Location identification items:
-- START --
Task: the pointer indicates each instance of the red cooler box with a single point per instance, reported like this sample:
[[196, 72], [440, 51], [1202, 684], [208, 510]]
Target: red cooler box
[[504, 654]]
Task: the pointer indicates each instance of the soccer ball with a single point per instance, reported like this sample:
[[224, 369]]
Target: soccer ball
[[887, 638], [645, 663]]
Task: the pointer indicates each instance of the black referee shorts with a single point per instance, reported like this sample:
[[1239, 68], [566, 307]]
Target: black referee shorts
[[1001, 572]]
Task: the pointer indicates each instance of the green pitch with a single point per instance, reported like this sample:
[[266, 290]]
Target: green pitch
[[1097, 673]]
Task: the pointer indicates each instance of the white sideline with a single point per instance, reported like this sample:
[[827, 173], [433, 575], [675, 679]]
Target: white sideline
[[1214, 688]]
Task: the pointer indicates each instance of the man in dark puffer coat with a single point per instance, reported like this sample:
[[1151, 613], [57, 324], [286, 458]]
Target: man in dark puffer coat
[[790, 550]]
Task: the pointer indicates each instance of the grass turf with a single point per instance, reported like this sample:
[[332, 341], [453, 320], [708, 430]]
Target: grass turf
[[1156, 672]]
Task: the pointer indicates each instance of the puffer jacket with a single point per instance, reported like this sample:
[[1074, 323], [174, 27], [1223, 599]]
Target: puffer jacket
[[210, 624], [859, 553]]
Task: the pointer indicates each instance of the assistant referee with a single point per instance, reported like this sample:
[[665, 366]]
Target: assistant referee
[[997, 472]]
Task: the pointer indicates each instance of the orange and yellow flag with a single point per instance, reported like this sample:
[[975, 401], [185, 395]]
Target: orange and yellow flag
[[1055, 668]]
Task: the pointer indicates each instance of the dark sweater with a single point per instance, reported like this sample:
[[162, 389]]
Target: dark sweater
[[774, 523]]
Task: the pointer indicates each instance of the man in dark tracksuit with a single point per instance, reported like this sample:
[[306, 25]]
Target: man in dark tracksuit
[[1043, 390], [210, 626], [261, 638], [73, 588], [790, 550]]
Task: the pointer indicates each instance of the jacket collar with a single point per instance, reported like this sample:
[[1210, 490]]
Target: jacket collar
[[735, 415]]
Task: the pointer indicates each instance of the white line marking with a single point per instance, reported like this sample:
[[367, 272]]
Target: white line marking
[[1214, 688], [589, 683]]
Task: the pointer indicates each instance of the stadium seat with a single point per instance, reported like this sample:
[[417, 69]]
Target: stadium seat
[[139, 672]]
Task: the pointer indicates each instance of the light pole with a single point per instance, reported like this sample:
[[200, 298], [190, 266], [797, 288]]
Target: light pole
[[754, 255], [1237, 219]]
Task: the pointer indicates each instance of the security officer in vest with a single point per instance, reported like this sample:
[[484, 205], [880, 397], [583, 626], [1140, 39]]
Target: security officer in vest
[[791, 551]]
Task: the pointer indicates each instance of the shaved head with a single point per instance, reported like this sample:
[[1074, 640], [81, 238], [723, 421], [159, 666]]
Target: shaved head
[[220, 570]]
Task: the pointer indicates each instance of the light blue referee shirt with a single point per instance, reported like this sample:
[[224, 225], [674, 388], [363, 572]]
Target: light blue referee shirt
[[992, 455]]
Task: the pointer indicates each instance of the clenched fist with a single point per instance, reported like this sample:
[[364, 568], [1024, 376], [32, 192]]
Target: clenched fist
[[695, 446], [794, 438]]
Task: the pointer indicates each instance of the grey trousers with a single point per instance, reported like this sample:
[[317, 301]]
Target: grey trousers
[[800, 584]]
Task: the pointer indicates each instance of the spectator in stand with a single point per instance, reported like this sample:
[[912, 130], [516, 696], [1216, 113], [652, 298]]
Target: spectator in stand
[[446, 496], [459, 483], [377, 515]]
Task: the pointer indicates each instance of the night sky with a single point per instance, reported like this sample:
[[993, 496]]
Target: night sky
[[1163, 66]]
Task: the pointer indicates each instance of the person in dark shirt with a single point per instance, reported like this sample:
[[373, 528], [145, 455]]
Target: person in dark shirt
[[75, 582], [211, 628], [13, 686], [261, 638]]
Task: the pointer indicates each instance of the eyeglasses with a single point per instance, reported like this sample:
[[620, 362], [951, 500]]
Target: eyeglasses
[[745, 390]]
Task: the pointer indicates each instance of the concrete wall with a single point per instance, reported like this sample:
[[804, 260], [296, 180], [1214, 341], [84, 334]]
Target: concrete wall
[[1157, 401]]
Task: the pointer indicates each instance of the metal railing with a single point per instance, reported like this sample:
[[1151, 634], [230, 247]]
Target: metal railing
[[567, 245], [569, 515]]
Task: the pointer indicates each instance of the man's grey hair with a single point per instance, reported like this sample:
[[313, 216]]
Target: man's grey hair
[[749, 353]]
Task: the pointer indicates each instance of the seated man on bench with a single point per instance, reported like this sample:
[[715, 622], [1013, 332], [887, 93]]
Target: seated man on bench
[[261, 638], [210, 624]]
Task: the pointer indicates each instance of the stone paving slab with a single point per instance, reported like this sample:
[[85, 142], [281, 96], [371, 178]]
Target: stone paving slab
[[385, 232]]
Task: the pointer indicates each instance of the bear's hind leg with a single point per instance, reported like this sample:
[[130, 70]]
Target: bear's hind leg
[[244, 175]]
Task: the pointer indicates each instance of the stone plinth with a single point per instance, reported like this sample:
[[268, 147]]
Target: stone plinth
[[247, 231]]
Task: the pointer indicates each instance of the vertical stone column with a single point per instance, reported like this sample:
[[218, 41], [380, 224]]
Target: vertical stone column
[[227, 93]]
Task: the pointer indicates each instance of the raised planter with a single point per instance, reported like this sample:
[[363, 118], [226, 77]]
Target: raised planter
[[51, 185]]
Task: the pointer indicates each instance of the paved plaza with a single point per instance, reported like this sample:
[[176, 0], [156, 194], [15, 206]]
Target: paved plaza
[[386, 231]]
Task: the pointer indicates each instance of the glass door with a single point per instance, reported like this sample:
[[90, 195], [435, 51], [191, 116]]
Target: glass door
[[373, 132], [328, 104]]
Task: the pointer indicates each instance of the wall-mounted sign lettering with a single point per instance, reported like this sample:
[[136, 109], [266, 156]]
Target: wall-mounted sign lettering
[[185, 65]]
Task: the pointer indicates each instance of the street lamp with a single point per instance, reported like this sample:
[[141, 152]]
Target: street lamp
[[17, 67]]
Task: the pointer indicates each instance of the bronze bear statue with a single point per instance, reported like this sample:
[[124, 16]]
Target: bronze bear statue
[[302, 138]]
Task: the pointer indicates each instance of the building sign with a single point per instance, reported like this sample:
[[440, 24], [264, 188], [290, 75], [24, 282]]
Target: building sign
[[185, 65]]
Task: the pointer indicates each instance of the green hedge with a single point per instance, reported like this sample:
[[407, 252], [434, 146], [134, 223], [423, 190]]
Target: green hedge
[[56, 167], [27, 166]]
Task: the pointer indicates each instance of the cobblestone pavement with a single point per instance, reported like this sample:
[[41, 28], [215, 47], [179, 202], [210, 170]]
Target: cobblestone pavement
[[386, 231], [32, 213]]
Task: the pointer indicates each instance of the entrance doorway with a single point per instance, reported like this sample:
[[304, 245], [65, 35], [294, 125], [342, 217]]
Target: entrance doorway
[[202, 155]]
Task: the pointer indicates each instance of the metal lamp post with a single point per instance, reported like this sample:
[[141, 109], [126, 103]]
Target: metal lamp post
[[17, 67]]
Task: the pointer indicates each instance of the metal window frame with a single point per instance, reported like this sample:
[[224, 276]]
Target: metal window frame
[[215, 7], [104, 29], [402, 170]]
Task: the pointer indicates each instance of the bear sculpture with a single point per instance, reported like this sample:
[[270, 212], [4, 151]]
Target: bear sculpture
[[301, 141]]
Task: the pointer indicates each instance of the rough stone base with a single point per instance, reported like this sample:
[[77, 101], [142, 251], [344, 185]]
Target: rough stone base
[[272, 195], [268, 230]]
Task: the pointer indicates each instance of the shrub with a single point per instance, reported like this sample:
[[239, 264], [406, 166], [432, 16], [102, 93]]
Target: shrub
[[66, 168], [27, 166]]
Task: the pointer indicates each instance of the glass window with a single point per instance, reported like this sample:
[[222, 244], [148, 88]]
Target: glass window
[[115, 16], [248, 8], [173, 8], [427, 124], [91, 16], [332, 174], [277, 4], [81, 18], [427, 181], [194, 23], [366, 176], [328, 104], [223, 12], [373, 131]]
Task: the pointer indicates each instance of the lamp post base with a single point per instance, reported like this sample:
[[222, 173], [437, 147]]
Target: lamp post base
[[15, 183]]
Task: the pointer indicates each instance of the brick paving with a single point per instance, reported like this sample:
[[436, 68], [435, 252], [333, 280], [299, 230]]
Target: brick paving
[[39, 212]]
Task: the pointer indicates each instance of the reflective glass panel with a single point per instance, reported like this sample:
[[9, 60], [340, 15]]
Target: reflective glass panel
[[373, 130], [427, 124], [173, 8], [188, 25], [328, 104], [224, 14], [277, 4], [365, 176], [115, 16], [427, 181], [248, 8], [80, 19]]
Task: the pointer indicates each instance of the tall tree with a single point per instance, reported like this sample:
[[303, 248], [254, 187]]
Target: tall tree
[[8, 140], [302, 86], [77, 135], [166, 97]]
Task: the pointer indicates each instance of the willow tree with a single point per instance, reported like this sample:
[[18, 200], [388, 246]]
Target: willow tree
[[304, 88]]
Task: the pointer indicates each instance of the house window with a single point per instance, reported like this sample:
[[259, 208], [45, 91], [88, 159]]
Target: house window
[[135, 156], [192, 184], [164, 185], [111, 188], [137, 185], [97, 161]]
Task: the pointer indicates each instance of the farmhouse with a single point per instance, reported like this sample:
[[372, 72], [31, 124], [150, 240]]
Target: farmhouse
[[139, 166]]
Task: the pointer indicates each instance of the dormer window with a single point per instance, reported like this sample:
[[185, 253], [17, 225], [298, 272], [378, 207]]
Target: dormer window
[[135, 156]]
-- END --
Recast the records above, from their first line through the line containing "[[774, 523]]" (that line included), as a Markdown table with the columns Row and Line. Give each line its own numbered row and leave out blank lines.

Answer for the task:
| Row | Line |
|---|---|
| 1 | Task: the pointer indicates each instance of the red cooler box with a single point per instance, reported like this sample: |
| 2 | [[196, 72], [440, 51], [1202, 684], [208, 510]] |
| 3 | Target: red cooler box |
| 4 | [[504, 654]] |
| 5 | Task: the pointer indicates each instance of the soccer ball with a single point per instance, reported like this sample: |
| 6 | [[224, 369]] |
| 7 | Target: soccer ball |
| 8 | [[887, 638], [645, 663]] |
| 9 | Task: the pointer indicates each instance of the black referee shorts with a single point per instance, reported like this sample: |
| 10 | [[1239, 68], [566, 307]] |
| 11 | Target: black referee shorts |
| 12 | [[1001, 572]] |
| 13 | Task: the pointer indicates each instance of the green pitch with a single point per instance, reported like this sample: |
| 14 | [[266, 290]] |
| 15 | Target: green pitch |
| 16 | [[1097, 673]] |
| 17 | Task: the pointer indicates each instance of the white sideline with a single point per instance, reported like this sample: |
| 18 | [[827, 173], [433, 575], [675, 679]] |
| 19 | Target: white sideline |
| 20 | [[1214, 688]] |
| 21 | Task: the pointer indicates each instance of the man in dark puffer coat with a single point per instance, reported like this sample: |
| 22 | [[1151, 613], [57, 324], [286, 458]] |
| 23 | Target: man in dark puffer coat |
| 24 | [[790, 550]] |
| 25 | Task: the pointer indicates each instance of the grass turf with a single point per instance, reported like this sample: |
| 26 | [[332, 341], [453, 320], [708, 430]] |
| 27 | Target: grass turf |
| 28 | [[1156, 672]] |
| 29 | Task: the pointer indicates each instance of the puffer jacket with a single point per instance, reported like this sample: |
| 30 | [[1074, 323], [174, 27], [1223, 599]] |
| 31 | Target: puffer jacket |
| 32 | [[210, 624], [859, 553]] |
| 33 | Task: the pointer indicates each instance of the assistant referee with a single point per instance, reported like this sample: |
| 34 | [[665, 366]] |
| 35 | Target: assistant referee |
| 36 | [[997, 472]] |
| 37 | Task: the pointer indicates each instance of the orange and yellow flag with a single point per instance, reported like this sample: |
| 38 | [[975, 401], [185, 395]] |
| 39 | Target: orange and yellow flag |
| 40 | [[1055, 668]] |
| 41 | Task: the pointer indicates each instance of the dark sweater with a single point per instance, reported like this sample: |
| 42 | [[162, 389]] |
| 43 | Target: dark sweater |
| 44 | [[774, 523]] |